**Extracted text**
▶
LRA Captives Recount Ordeals

Former child soldiers speak of their experiences at the hands of the rebels.

LRA Captives Recount Ordeals

Former child soldiers speak of their experiences at the hands of the rebels.

Thursday, 4 October, 2007
While many people in northern Uganda want the International Criminal Court, ICC, in The Hague to drop charges against leaders of the rebel Lord’s Resistance Army, there are others, especially those who suffered directly at the rebels’ hands, who want to see the top men in the dock.



Seventeen-year-old Atubu Pennina, taken prisoner by the LRA from her home village in October 2004, wants Joseph Kony, the LRA chief, and his top lieutenants to face trial in the Dutch capital. “They need to be tried because they wasted the lives of so many children in the bush,” Atubu told IWPR.



Before she escaped at the end of last year, Atubu became the servant of a rebel commander. She was frequently beaten and said she witnessed executions.



Atubu is currently recovering from her traumatic experiences in the Belgian and Dutch-financed Rachele Rehabilitation Centre in the northern town of Lira, which is where IWPR spoke to her about her experiences.



Atubu, the daughter of a Christian pastor, Ongom Tom, and his wife Juliet Apio, was fourteen-years-old when the LRA attacked her village, Abunga, in Lira District, before dawn one morning.



Atubu had already heard rumours from her primary school teachers that a rebel force had attacked a neighbouring village and that its next target would be Abunga. “The teachers sent us home early to tell our parents that the rebels are coming,” she said.
◀
**Data excerpt**
▶
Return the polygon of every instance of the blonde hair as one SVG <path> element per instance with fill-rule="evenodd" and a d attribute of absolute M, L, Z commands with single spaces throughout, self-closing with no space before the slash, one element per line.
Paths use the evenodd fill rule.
◀
**Complete the following**
[1] According to the article on LRA captives, why does Atubu Pennina want Joseph Kony and his top lieutenants to stand trial? Answer in one to three sentences.
[2] Translate this sentence from the article on LRA captives into Spanish: "She was frequently beaten and said she witnessed executions."
[3] Summarize the article on LRA captives in two sentences.
Base your work on the article alone.

**The results**
[1] Atubu Pennina wants them tried because, in her words, they wasted the lives of so many children in the bush.

[2] Con frecuencia la golpeaban y dijo que había presenciado ejecuciones.

[3] Many people in northern Uganda want the International Criminal Court to drop charges against leaders of the Lord's Resistance Army, but some who suffered directly at the rebels' hands want those leaders tried. One of them is Atubu Pennina, who was fourteen when the LRA attacked her village and took her prisoner, became a rebel commander's servant and was frequently beaten, and is now recovering at a rehabilitation center in Lira after escaping.